Without any omission, reproduce the records that follow.

══════

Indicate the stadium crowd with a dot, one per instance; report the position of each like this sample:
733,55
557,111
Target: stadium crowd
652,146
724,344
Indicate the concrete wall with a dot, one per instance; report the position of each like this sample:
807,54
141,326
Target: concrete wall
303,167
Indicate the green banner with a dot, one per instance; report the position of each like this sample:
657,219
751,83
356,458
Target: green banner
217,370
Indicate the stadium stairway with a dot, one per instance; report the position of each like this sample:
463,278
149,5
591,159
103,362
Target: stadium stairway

══════

### Your response
Indicate the stadium crowd with a dot, one per instance; report the position of each like this sample:
733,55
557,111
Target: stadium crowd
652,146
724,344
Indicate the concrete wall with a dot, one per instance; report the position of each like this sample:
807,54
141,326
Target: concrete wall
303,167
Indicate the green banner with a dot, one per instance; report the position of each like this sample:
657,219
751,83
356,458
Target: green banner
217,370
Indicate the stadium stairway with a dot, one per instance; report the position of each like this sample:
463,278
149,5
591,159
103,362
Target: stadium stairway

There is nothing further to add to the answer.